((

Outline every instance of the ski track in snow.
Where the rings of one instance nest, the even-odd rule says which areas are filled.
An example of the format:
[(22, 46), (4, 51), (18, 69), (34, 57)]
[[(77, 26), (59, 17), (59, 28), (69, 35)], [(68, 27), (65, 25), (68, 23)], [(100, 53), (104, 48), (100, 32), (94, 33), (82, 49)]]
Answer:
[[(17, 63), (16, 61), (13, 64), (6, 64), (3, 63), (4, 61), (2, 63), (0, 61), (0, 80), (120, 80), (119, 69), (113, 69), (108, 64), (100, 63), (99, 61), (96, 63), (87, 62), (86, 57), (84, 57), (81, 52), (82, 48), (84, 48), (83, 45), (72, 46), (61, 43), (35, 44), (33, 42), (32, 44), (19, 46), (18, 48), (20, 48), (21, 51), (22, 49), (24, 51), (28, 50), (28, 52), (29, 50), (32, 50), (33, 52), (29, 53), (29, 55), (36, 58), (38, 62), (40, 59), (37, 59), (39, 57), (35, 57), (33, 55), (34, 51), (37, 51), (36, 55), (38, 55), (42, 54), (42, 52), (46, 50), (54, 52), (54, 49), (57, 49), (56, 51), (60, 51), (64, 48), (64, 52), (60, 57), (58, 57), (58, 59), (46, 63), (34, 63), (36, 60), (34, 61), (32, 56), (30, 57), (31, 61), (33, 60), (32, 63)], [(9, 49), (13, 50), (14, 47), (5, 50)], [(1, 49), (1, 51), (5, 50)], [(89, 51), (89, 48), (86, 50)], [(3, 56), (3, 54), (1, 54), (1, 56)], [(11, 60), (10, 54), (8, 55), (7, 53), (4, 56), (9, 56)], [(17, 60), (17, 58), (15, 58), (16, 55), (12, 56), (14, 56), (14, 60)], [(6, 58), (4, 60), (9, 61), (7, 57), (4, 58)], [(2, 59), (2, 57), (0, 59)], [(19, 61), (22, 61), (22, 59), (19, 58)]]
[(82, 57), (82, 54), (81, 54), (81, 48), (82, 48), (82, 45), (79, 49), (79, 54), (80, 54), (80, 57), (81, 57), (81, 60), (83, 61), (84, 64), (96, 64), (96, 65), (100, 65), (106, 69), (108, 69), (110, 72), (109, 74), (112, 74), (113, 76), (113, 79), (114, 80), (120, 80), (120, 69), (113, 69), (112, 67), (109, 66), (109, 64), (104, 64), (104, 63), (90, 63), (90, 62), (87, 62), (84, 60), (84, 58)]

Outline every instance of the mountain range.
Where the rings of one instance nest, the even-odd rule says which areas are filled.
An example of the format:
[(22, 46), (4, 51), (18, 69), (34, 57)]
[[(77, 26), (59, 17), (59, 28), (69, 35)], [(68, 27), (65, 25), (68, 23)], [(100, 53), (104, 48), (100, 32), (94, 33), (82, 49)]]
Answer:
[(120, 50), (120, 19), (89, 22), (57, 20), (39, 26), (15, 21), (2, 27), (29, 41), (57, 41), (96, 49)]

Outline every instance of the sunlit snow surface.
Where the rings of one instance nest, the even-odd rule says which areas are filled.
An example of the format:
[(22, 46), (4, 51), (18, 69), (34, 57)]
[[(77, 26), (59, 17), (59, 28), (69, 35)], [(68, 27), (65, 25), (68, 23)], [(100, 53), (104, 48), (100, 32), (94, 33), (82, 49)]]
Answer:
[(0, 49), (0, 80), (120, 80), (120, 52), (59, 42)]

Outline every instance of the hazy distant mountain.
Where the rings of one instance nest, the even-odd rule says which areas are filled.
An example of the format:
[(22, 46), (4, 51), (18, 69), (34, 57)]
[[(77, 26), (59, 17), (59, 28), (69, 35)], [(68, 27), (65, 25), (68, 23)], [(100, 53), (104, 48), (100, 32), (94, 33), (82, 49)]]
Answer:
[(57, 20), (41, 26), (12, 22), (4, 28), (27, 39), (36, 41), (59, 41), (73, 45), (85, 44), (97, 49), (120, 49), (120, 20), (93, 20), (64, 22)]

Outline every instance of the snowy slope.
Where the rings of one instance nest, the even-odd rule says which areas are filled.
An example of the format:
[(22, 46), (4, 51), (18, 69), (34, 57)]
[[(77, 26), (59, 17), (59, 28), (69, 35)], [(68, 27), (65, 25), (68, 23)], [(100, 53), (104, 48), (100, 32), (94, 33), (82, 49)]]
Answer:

))

WRITTEN TASK
Transcribe all of the entries above without changing anything.

EXERCISE ANSWER
Outline every instance of the ski track in snow.
Where the rings of one instance nest, the even-odd rule says which areas are filled.
An example of the format:
[(22, 46), (4, 51), (18, 69), (34, 57)]
[[(77, 26), (59, 17), (59, 28), (69, 35)], [(68, 27), (65, 25), (68, 23)], [(100, 53), (104, 48), (100, 32), (94, 33), (82, 49)]]
Answer:
[[(17, 63), (16, 61), (13, 64), (6, 64), (3, 63), (4, 61), (2, 63), (0, 61), (0, 80), (120, 80), (119, 69), (113, 69), (108, 64), (100, 63), (99, 61), (96, 63), (87, 62), (86, 57), (84, 57), (81, 52), (82, 48), (84, 48), (83, 45), (72, 46), (61, 43), (35, 44), (33, 42), (32, 44), (19, 46), (18, 48), (20, 48), (21, 51), (22, 49), (24, 51), (28, 50), (28, 52), (29, 50), (32, 50), (33, 52), (29, 53), (29, 55), (36, 58), (38, 62), (40, 59), (37, 59), (39, 57), (35, 57), (33, 55), (34, 51), (37, 51), (36, 55), (38, 55), (42, 54), (42, 52), (46, 50), (54, 52), (54, 49), (57, 49), (56, 51), (60, 51), (64, 48), (64, 52), (60, 57), (58, 57), (58, 59), (46, 63), (34, 63), (36, 60), (34, 61), (32, 56), (30, 57), (31, 61), (33, 60), (32, 63)], [(9, 49), (13, 50), (14, 47), (5, 50)], [(1, 49), (1, 51), (5, 50)], [(89, 51), (89, 48), (86, 50)], [(3, 56), (3, 54), (1, 54), (1, 56)], [(11, 60), (10, 54), (8, 55), (7, 53), (4, 56), (9, 56)], [(17, 60), (17, 58), (15, 58), (16, 55), (12, 56), (14, 56), (14, 60)], [(6, 58), (4, 60), (9, 61), (7, 57), (4, 58)], [(2, 59), (2, 57), (0, 59)], [(19, 61), (22, 61), (22, 59), (19, 58)]]
[(82, 57), (82, 54), (81, 54), (81, 48), (82, 48), (82, 45), (79, 49), (79, 54), (80, 54), (80, 57), (81, 57), (81, 60), (83, 61), (84, 64), (96, 64), (96, 65), (100, 65), (106, 69), (108, 69), (110, 72), (109, 74), (112, 74), (113, 76), (113, 79), (114, 80), (120, 80), (120, 69), (113, 69), (112, 67), (109, 66), (109, 64), (104, 64), (104, 63), (90, 63), (90, 62), (87, 62), (84, 60), (84, 58)]

Outline every instance of the mountain range.
Where the rings of one instance nest, the even-odd rule says which areas are filled.
An example of the format:
[(22, 46), (4, 51), (18, 69), (34, 57)]
[[(77, 26), (59, 17), (59, 28), (69, 35)], [(68, 27), (65, 25), (68, 23)], [(100, 53), (104, 48), (100, 32), (94, 33), (82, 49)]]
Answer:
[(120, 50), (120, 19), (89, 22), (57, 20), (39, 26), (15, 21), (2, 27), (29, 41), (57, 41), (96, 49)]

Outline every instance of the sunlit snow surface.
Where the rings of one instance nest, the even-odd rule says which areas are filled.
An example of the format:
[(22, 46), (4, 51), (18, 69), (34, 57)]
[[(77, 26), (59, 17), (59, 28), (69, 35)], [(68, 27), (65, 25), (68, 23)], [(100, 53), (104, 48), (100, 32), (94, 33), (82, 49)]]
Answer:
[(0, 49), (0, 80), (120, 80), (120, 52), (59, 42)]

Outline every instance of the hazy distant mountain.
Where the rings of one instance nest, the even-odd rule says which areas are filled.
An example of the format:
[(22, 46), (4, 51), (18, 69), (34, 57)]
[[(77, 26), (59, 17), (59, 28), (69, 35)], [(68, 27), (65, 25), (68, 23)], [(100, 53), (104, 48), (100, 32), (94, 33), (82, 49)]]
Answer:
[(57, 20), (41, 26), (12, 22), (4, 28), (27, 39), (36, 41), (59, 41), (73, 45), (85, 44), (97, 49), (120, 49), (120, 20), (93, 20), (64, 22)]

Outline every instance of the snowy slope.
Where the rings of one instance nest, the even-odd rule says which areas are filled.
An example of the format:
[(22, 46), (4, 51), (18, 69), (34, 57)]
[[(77, 26), (59, 17), (59, 28), (69, 35)], [(68, 27), (65, 25), (68, 23)], [(100, 53), (104, 48), (100, 32), (94, 33), (82, 49)]]
Answer:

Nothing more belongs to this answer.